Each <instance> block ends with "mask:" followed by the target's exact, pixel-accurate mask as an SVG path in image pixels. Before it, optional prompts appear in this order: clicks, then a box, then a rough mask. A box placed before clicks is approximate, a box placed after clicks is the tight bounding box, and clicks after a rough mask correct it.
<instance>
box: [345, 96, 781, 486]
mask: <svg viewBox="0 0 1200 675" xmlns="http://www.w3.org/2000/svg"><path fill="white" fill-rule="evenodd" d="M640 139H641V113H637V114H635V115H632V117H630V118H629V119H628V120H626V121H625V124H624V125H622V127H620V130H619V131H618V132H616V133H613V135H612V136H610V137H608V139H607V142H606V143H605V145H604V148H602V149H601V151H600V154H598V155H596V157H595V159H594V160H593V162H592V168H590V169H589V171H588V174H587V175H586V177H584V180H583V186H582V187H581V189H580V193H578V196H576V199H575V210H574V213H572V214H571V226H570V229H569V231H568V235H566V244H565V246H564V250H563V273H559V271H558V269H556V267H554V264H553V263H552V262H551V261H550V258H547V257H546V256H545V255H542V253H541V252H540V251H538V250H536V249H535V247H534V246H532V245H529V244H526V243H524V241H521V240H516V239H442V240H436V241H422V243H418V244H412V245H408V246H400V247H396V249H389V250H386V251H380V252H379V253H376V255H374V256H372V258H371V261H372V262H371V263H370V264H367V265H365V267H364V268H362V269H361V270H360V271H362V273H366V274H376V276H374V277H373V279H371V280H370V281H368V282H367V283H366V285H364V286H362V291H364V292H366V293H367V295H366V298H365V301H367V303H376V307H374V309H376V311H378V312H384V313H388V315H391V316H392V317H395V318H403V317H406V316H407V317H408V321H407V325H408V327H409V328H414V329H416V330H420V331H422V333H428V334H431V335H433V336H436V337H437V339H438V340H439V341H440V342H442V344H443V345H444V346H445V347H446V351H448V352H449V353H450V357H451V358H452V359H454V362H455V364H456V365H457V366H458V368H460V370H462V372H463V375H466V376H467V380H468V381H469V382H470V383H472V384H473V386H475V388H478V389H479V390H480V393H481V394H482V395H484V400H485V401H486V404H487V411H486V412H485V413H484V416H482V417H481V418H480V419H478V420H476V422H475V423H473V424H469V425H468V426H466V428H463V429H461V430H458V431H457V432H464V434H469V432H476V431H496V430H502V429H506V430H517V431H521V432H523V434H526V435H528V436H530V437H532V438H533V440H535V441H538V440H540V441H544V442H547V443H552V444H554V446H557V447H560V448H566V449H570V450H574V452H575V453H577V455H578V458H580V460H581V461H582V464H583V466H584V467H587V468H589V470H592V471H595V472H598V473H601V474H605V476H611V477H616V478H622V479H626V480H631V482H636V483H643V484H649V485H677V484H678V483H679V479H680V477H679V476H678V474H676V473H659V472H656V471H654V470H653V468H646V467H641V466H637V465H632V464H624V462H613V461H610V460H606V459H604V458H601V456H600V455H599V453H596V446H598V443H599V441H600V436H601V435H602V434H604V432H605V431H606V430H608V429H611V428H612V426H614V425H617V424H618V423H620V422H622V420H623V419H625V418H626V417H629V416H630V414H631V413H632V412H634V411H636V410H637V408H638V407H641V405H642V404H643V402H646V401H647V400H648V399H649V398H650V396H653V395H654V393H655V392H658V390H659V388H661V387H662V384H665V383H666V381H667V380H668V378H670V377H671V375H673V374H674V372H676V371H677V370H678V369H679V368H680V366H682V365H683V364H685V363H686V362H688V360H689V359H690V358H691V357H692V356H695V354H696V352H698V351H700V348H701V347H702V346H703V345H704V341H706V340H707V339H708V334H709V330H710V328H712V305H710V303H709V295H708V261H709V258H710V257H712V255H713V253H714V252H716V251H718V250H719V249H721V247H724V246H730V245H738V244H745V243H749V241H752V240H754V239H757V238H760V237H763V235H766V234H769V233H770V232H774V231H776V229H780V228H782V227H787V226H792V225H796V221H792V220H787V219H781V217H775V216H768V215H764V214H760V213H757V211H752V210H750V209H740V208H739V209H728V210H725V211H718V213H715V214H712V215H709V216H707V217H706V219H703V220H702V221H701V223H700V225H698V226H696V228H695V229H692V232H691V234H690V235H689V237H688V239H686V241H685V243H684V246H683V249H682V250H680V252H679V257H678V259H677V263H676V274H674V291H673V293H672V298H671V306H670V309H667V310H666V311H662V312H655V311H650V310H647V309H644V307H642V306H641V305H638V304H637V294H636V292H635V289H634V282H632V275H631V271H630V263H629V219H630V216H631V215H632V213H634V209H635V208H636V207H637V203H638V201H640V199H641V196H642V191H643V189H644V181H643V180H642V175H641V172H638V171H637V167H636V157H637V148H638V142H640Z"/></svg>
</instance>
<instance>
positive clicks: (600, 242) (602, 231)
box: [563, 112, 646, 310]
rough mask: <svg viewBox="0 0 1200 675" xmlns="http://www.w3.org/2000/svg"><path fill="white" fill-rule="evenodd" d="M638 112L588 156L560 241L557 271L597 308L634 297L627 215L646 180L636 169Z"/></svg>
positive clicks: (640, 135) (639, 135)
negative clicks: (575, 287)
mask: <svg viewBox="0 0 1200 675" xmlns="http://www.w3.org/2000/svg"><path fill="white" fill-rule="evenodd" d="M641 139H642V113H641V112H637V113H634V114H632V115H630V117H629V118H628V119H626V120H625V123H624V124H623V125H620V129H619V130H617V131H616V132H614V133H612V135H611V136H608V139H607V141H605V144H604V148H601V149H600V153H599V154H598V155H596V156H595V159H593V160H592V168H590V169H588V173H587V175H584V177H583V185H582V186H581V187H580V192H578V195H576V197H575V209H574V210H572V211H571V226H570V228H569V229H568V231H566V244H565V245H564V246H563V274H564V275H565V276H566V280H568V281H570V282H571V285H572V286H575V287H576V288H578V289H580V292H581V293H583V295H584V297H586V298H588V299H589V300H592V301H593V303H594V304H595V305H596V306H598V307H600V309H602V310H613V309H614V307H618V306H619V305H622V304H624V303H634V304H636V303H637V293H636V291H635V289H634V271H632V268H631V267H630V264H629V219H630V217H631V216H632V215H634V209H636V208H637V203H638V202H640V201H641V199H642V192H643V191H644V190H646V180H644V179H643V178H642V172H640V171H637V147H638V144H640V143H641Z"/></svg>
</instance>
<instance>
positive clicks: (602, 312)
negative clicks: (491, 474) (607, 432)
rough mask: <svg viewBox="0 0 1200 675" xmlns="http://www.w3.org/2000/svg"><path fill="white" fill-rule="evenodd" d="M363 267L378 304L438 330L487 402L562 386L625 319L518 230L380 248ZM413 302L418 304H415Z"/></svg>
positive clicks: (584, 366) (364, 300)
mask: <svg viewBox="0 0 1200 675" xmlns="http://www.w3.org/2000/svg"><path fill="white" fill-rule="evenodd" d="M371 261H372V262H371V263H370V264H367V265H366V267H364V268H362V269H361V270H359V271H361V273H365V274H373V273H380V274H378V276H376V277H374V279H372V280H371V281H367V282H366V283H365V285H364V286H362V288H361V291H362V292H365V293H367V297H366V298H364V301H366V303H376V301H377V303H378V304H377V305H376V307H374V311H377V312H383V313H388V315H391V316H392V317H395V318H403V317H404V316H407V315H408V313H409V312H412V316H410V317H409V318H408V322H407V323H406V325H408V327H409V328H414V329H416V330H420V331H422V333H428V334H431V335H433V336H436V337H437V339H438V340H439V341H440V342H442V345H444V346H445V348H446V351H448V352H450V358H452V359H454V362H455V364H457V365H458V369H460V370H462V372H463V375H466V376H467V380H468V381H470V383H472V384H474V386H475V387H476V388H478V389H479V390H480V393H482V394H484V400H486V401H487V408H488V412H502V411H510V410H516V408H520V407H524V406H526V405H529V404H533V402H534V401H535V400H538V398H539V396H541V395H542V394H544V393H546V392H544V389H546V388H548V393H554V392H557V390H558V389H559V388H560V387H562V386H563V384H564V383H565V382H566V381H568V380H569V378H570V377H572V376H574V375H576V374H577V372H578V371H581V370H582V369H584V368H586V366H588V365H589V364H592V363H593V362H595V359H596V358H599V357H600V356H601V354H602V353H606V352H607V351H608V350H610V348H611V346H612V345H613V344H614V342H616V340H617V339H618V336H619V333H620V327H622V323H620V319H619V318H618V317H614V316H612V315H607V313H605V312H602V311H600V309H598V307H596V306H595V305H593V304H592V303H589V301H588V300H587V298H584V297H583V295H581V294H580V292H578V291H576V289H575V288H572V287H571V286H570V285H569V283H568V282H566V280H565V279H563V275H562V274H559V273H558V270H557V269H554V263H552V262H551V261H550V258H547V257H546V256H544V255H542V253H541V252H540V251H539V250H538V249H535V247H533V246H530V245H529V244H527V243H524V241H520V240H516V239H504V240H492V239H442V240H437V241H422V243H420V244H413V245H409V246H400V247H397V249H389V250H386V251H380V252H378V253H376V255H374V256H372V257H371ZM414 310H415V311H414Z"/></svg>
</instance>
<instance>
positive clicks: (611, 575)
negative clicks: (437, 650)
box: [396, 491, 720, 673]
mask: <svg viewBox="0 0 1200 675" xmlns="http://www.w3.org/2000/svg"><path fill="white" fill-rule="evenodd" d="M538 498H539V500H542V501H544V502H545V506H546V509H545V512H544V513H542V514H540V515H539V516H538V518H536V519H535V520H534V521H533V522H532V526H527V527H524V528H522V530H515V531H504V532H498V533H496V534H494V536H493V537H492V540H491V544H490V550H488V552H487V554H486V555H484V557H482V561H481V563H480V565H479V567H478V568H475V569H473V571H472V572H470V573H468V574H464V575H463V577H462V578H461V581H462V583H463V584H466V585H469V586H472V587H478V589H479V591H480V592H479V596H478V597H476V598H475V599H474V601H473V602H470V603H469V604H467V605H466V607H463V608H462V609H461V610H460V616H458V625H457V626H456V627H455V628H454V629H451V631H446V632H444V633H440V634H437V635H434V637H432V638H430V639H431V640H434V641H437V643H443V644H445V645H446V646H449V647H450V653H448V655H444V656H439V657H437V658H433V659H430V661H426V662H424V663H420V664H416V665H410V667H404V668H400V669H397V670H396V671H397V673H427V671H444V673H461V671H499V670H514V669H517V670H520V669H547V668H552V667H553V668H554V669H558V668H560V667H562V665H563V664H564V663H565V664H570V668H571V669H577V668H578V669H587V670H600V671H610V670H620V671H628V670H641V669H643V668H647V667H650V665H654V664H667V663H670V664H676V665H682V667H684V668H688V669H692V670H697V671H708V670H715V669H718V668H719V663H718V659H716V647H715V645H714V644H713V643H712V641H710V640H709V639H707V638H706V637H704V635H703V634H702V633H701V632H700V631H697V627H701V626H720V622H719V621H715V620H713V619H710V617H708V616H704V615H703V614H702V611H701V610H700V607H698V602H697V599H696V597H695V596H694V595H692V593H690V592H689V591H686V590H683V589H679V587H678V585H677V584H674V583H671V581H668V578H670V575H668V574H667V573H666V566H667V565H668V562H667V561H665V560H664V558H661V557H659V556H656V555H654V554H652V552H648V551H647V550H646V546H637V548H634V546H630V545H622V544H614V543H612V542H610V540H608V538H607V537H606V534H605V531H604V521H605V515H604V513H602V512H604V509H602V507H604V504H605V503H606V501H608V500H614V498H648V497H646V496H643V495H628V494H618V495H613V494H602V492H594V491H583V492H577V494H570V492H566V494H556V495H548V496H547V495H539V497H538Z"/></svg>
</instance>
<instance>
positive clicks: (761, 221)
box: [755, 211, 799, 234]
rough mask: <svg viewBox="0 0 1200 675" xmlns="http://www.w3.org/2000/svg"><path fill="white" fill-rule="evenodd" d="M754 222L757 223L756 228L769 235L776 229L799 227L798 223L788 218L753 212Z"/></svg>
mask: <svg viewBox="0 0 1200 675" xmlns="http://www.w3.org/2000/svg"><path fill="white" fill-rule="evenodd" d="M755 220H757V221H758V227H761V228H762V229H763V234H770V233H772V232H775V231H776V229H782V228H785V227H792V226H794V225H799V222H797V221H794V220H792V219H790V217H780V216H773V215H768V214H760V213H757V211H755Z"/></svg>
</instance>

EXERCISE REQUIREMENTS:
Reproduce exactly the lines above from the line with "box: [563, 112, 646, 310]" to the line with "negative clicks: (491, 474) (607, 432)", including both, and add nothing.

ANSWER:
box: [563, 112, 646, 310]
rough mask: <svg viewBox="0 0 1200 675" xmlns="http://www.w3.org/2000/svg"><path fill="white" fill-rule="evenodd" d="M638 112L588 156L560 241L557 271L597 308L634 297L627 215L646 180L636 169Z"/></svg>
positive clicks: (640, 135) (639, 135)
negative clicks: (575, 287)
mask: <svg viewBox="0 0 1200 675" xmlns="http://www.w3.org/2000/svg"><path fill="white" fill-rule="evenodd" d="M641 139H642V113H641V112H637V113H634V114H632V115H630V117H629V118H628V119H626V120H625V123H624V124H623V125H620V129H619V130H617V131H616V132H614V133H612V135H611V136H608V139H607V141H605V144H604V148H601V149H600V153H599V154H598V155H596V156H595V159H593V160H592V168H590V169H588V173H587V175H584V177H583V185H582V186H581V187H580V192H578V195H576V197H575V209H574V210H572V211H571V226H570V228H569V229H568V231H566V244H565V245H564V246H563V274H564V275H565V276H566V280H568V281H570V282H571V285H572V286H575V287H576V288H578V289H580V292H581V293H583V295H584V297H586V298H588V299H589V300H592V301H593V303H594V304H595V305H596V306H598V307H600V309H602V310H613V309H614V307H618V306H619V305H622V304H624V303H634V304H636V303H637V293H636V291H635V289H634V271H632V268H631V267H630V264H629V219H630V217H631V216H632V215H634V209H636V208H637V203H638V202H640V201H641V199H642V192H643V191H644V190H646V180H644V179H643V178H642V172H640V171H637V147H638V144H640V143H641Z"/></svg>
</instance>
<instance>
positive clicks: (602, 312)
negative clicks: (491, 474) (607, 432)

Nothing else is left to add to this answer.